Your objective. Transcribe the records below exactly, from the line containing "Task: localize asphalt" through the line containing "[0,1104,67,1124]".

Excerpted data.
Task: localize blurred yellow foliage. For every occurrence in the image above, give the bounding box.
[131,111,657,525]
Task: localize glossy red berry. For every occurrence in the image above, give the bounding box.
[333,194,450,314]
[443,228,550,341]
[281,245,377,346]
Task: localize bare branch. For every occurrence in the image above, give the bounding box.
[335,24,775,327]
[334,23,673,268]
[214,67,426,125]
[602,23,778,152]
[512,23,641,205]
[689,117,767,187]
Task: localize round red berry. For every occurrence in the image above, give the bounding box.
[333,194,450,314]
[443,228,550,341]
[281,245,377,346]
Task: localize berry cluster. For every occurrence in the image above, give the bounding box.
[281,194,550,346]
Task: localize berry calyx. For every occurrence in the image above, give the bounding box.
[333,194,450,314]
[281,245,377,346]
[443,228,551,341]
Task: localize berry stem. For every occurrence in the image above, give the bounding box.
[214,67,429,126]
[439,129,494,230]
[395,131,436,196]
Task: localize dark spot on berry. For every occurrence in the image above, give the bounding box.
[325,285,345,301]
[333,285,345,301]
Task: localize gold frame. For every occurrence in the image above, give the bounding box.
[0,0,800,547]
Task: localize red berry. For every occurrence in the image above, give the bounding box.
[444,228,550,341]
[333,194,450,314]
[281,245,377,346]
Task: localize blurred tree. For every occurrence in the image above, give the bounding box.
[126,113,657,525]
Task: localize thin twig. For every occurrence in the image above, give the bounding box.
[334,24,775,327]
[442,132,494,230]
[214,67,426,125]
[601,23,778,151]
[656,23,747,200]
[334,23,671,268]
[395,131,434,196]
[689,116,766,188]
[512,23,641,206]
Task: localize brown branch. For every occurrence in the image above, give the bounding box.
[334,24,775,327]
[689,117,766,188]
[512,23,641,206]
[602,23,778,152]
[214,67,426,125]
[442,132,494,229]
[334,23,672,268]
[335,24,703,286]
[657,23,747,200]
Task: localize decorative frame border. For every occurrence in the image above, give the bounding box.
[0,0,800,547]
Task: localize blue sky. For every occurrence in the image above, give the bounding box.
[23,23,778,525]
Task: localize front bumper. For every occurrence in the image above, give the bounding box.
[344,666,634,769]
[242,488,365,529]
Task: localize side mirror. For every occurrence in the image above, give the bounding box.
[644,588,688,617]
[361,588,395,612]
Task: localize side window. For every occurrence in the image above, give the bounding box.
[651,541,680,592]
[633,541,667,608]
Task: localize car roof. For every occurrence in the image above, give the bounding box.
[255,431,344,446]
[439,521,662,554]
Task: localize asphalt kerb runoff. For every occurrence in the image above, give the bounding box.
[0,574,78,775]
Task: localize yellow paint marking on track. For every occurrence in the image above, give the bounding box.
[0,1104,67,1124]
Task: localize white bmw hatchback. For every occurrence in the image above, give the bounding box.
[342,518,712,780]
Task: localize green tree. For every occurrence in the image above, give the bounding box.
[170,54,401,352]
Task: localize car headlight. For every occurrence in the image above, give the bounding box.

Correct output.
Task: localize asphalt kerb runoff. For every occurrence in the image above, give the bounding box.
[0,574,78,775]
Task: localize yellow paint marking on track. For every occurrence in the image above, give the bounding box.
[0,1104,67,1124]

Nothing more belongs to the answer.